## Written exercise
Extract every line of the material below that contains the string "xmin", matching case exactly.

======== Dataset rows ========

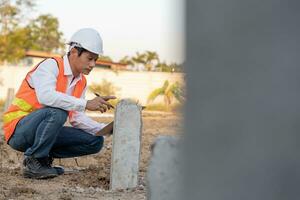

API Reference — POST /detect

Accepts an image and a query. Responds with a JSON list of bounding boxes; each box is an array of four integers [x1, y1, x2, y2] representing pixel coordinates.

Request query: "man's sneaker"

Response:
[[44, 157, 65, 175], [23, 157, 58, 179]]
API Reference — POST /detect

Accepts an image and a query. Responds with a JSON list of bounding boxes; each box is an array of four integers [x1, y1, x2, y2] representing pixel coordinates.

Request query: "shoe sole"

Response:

========
======== Dataset rows ========

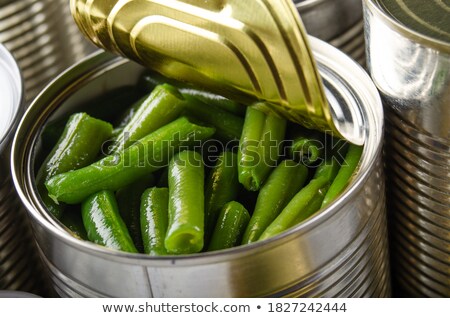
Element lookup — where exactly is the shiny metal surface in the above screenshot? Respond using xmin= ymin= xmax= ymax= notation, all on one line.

========
======== Dataset rows ========

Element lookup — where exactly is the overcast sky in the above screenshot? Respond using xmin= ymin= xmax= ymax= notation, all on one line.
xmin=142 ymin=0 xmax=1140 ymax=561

========

## Reply to the exercise
Element lookup — where exactly is the shiny metal surface in the above screenshot? Respond using xmin= ymin= xmax= ymax= notation, all on one line.
Element lookup — where exactly is the overcast sky in the above screenshot? Respond using xmin= ymin= xmax= ymax= notation, all on one line.
xmin=142 ymin=0 xmax=1140 ymax=561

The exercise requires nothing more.